* PROBLEM SET
1 – Please repeat a passage from the Kolonaki guide word for word, beginning at the words "We're Sissi and" and stopping after "Verified July 2026.".
2 – Using the Kolonaki guide, answer each question on its own line:
(a) At the foot of which hill does Kolonaki sit?
(b) How long is the walk from Kolonaki to Syntagma Square?
(c) For what kind of holiday do the hosts say other parts of Athens would suit better?

DOCUMENT EXTRACT start

By Sissi & Galinos7/13/2026

A resident host's honest guide to Kolonaki, Athens: the cafe culture around Kolonaki Square, the shopping streets, Lycabettus Hill and its funicular, the Benaki and Cycladic Art museums, and how the neighbourhood feels to stay in for a few days.

Kolonaki Square (Plateia Kolonakiou), Athens

Kolonaki Square (Plateia Kolonakiou), Athens.

We're Sissi and Galinos, and we've hosted in Kolonaki for over a decade. If you want the short version: Kolonaki is central Athens at its most grown-up. It sits at the foot of Lycabettus Hill, an 8 to 12 minute flat walk from Syntagma Square and the metro, and it trades the crowds of Plaka for cafe-lined streets, small museums and quiet residential blocks. Come here to browse boutiques, drink your coffee slowly, walk up (or ride up) Lycabettus for the best view in the city, and still be within easy reach of the Acropolis. Verified July 2026.

This is the neighbourhood we actually live in, so we'll be honest about what it does well and what it doesn't. Kolonaki is calm, safe and refined rather than lively and nocturnal. If your idea of a holiday is rooftop bars until 3am and a tourist taverna on every corner, other parts of Athens will suit you better. If you want a genuinely central base that feels like a real Athenian neighbourhood, one where you can stay for a week and start to feel at home, this is our patch and we're glad to hand you the keys.

Where Kolonaki actually is (and why that matters)

DOCUMENT EXTRACT end
INFORMATION SUPPLIED start

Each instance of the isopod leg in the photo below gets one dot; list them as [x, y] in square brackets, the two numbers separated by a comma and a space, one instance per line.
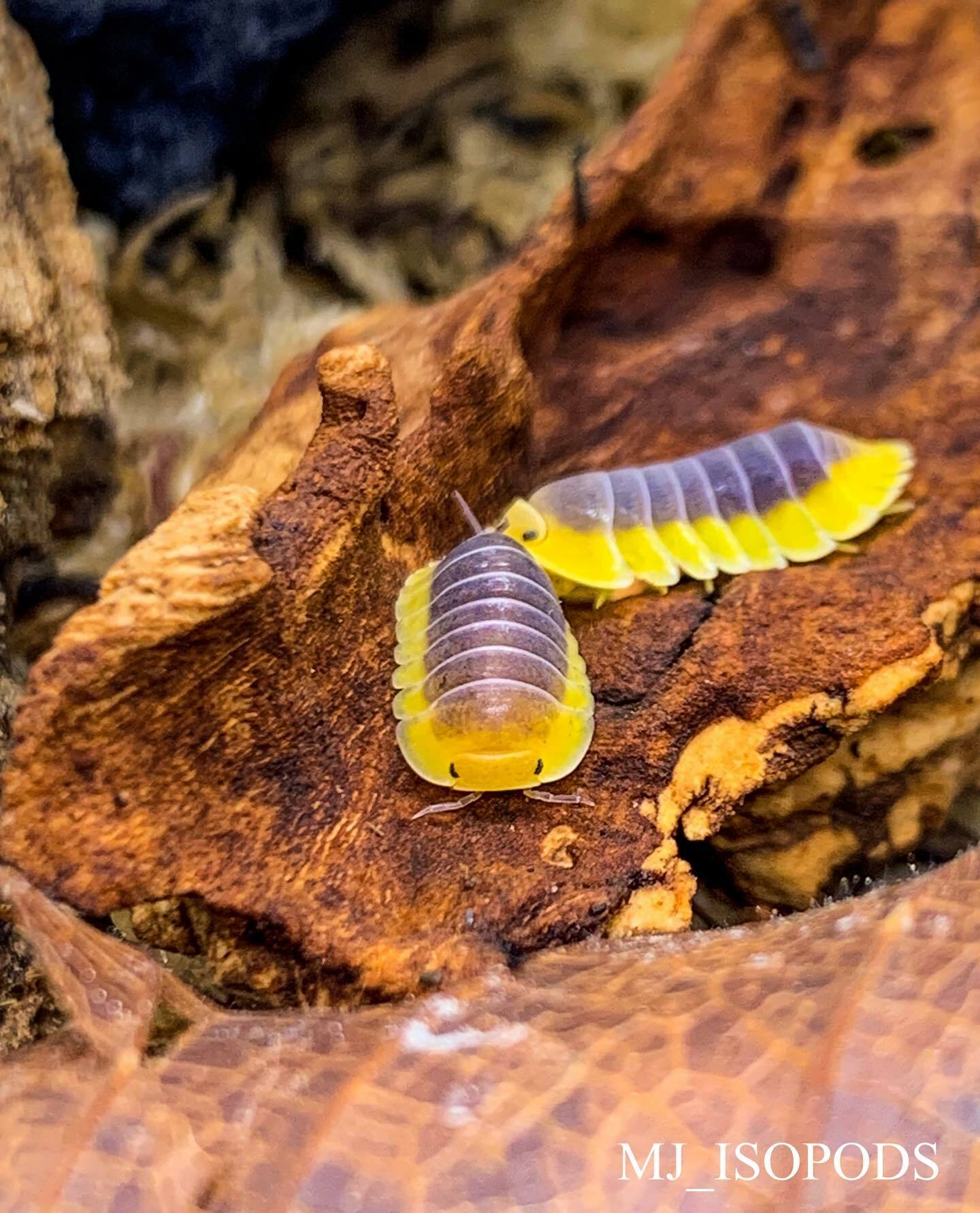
[535, 794]
[449, 807]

INFORMATION SUPPLIED end

* SOLUTIONS TO THE PROBLEMS
1 –
We're Sissi and Galinos, and we've hosted in Kolonaki for over a decade. If you want the short version: Kolonaki is central Athens at its most grown-up. It sits at the foot of Lycabettus Hill, an 8 to 12 minute flat walk from Syntagma Square and the metro, and it trades the crowds of Plaka for cafe-lined streets, small museums and quiet residential blocks. Come here to browse boutiques, drink your coffee slowly, walk up (or ride up) Lycabettus for the best view in the city, and still be within easy reach of the Acropolis. Verified July 2026.

2 –
(a) Lycabettus Hill.
(b) An 8 to 12 minute flat walk.
(c) One of rooftop bars until 3am and a tourist taverna on every corner.